* _Listed entries_:
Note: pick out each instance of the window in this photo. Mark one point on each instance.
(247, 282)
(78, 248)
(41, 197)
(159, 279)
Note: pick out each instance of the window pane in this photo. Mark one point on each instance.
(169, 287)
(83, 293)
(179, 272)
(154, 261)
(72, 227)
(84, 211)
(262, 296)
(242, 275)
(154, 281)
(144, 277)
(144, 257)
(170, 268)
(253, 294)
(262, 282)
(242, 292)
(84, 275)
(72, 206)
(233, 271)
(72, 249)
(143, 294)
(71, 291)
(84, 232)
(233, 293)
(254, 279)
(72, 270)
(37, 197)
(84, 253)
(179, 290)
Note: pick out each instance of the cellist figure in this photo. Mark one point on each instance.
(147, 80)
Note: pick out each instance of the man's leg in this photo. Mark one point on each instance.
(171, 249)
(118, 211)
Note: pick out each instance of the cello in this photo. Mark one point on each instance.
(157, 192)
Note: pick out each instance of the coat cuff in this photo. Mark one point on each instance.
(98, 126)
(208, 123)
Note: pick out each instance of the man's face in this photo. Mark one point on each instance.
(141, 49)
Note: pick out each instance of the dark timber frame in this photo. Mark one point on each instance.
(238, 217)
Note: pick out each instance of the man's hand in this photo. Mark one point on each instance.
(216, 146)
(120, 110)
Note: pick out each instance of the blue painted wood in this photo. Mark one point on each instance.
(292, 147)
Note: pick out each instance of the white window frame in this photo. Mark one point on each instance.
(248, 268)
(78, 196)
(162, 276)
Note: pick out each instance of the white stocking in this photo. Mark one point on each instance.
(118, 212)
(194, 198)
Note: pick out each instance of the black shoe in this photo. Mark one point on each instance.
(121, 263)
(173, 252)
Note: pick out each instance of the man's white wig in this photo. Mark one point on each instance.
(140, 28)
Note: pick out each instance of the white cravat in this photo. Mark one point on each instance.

* _To do_: Can you restate every record above word for word?

* _Answer box_:
Note: pick out each instance of the window in this photo. Mark one point on each instance.
(247, 282)
(78, 248)
(41, 197)
(159, 279)
Note: pick out each instance of the window pane in this photo. Mark one point on each instance.
(169, 287)
(83, 293)
(179, 272)
(154, 261)
(72, 227)
(84, 211)
(262, 296)
(242, 275)
(154, 281)
(144, 277)
(144, 257)
(170, 268)
(253, 294)
(262, 282)
(242, 292)
(84, 275)
(72, 206)
(233, 271)
(72, 249)
(143, 294)
(71, 291)
(84, 232)
(233, 293)
(254, 279)
(72, 270)
(37, 197)
(84, 253)
(179, 290)
Note: pick out each instance of the cellist figure in this photo. Mark one point on each instance.
(147, 80)
Note: pick out each instance of the man's leg in this photo. Mark one point on each instance.
(171, 249)
(118, 211)
Note: pick out each instance of the cello in this photo. Mark one point on each instance.
(157, 192)
Note: pick out each instance of the coat cuff in this photo. Mark one point on each instance.
(98, 126)
(208, 123)
Note: pick out each instance of the man's face in this photo. Mark one point on each instance.
(141, 49)
Note: pick out each instance of the dark timber frame in this photo. Mark one point on each instance.
(238, 217)
Note: pick out each instance of the man's hand in this photo. Mark one point on each instance.
(216, 146)
(120, 110)
Note: pick out each instance of the blue painted wood in this photo. Mark one point on each instance.
(292, 147)
Note: pick out each instance of the white window frame in this photo. Mark one point on each instance.
(248, 268)
(78, 196)
(162, 276)
Note: pick out each instance of the white stocking in this photo. Mark one point on each instance.
(118, 212)
(194, 198)
Note: pick out each instance of the black shoe in this photo. Mark one point on each instance.
(121, 263)
(173, 252)
Note: pick out each instance of the man's white wig in this photo. Mark one point on each instance.
(140, 28)
Note: pick out each instance of the white cravat in this photo. Mark one point on each instance.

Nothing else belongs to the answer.